AIM OF THE TASK: Retype exactly what runs from the first line of the data to the line with "positive clicks: (797, 20)", keeping both of those lines and skipping pictures.

Items listed in a dataset:

━━━━━━━━━━

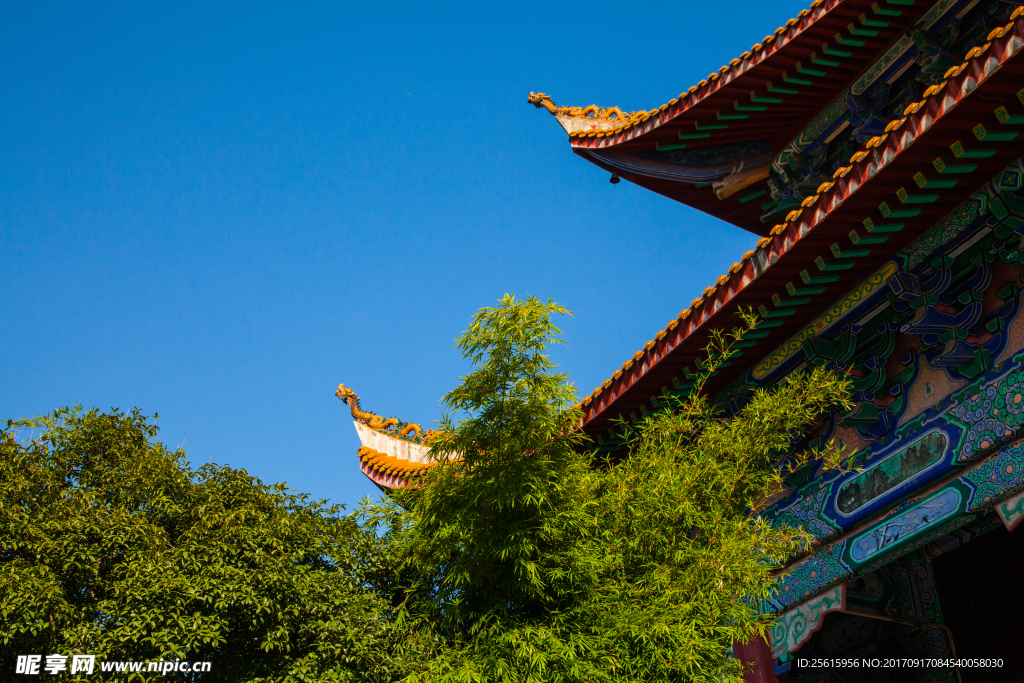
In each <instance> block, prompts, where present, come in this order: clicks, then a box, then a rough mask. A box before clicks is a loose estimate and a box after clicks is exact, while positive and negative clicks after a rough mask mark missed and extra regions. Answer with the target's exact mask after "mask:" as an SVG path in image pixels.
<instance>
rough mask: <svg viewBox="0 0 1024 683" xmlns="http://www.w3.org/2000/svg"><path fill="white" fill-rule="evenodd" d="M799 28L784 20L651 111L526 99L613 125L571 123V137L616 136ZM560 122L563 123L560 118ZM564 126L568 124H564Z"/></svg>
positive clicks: (797, 20) (577, 116) (705, 85)
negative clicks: (749, 47)
mask: <svg viewBox="0 0 1024 683" xmlns="http://www.w3.org/2000/svg"><path fill="white" fill-rule="evenodd" d="M823 4H824V0H814V2H812V3H811V6H810V9H802V10H801V11H800V13H799V14H798V15H797V16H798V17H799V18H800V19H802V18H804V17H805V16H808V15H809V14H810V13H811V10H812V9H816V8H817V7H820V6H821V5H823ZM799 27H800V20H799V19H798V18H791V19H790V20H787V22H786V23H785V27H779V28H778V29H775V34H774V35H769V36H765V37H764V39H763V40H762V41H761V42H760V43H754V45H752V46H751V49H750V50H748V51H745V52H743V53H741V54H740V55H739V57H734V58H732V59H730V60H729V63H728V65H725V66H723V67H720V68H719V70H718V72H716V73H712V74H709V75H708V78H707V79H701V80H700V81H698V82H697V84H696V85H692V86H690V87H689V88H688V89H687V90H684V91H683V92H681V93H679V96H678V97H673V98H672V99H670V100H669V101H668V102H667V103H665V104H662V105H660V106H657V108H655V109H652V110H650V111H649V112H645V111H642V110H641V111H639V112H631V113H629V114H625V113H623V111H622V110H620V109H618V108H617V106H610V108H600V106H597V105H596V104H592V105H591V106H558V105H556V104H555V103H554V101H552V99H551V97H549V96H548V95H546V94H544V93H543V92H539V93H532V92H531V93H529V98H528V99H527V101H528V102H529V103H531V104H534V105H535V106H538V108H544V109H546V110H548V111H549V112H550V113H551V114H553V115H554V116H556V117H565V118H566V119H585V120H588V121H591V122H602V123H610V125H606V126H600V125H591V126H586V127H584V126H572V128H573V130H569V128H568V127H566V132H568V133H569V135H570V136H590V137H605V136H607V135H615V134H617V133H621V132H622V131H624V130H626V129H627V128H631V127H633V126H635V125H637V124H639V123H643V122H644V121H647V120H648V119H649V118H650V117H652V116H654V115H656V114H658V113H660V112H664V111H666V110H667V109H668V108H669V106H674V105H676V104H678V103H679V102H680V101H681V100H683V99H685V98H686V97H688V96H690V95H691V94H692V93H694V92H696V91H697V90H699V89H700V88H702V87H705V86H706V85H708V84H709V83H710V82H714V81H717V80H718V79H720V78H722V77H723V76H725V75H726V74H728V73H729V72H730V71H732V70H738V69H741V68H742V67H743V63H744V62H746V61H749V60H750V59H751V58H752V57H754V56H755V55H756V54H757V53H758V52H760V51H762V50H763V49H765V47H766V46H768V45H770V44H771V43H773V42H774V41H776V40H779V39H783V38H784V37H785V35H786V34H787V33H792V32H794V31H795V30H799ZM559 123H562V122H561V121H560V122H559ZM563 127H565V126H564V124H563Z"/></svg>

━━━━━━━━━━

COMPLETED TASK:
In each <instance> block, prompts, where present, come in this order: clicks, then a box, then a rough mask. A box before clicks is a loose estimate and a box after clicks is exact, while positive and negative clicks after a rough mask mark missed and extra regions. Answer with the target's exact mask after "mask:" as an SVG path in image pixels.
<instance>
rough mask: <svg viewBox="0 0 1024 683" xmlns="http://www.w3.org/2000/svg"><path fill="white" fill-rule="evenodd" d="M799 28L784 20L651 111L526 99L613 125L571 123V137L616 136ZM560 122L563 123L560 118ZM564 126L568 124H564Z"/></svg>
positive clicks: (797, 20) (577, 116) (705, 85)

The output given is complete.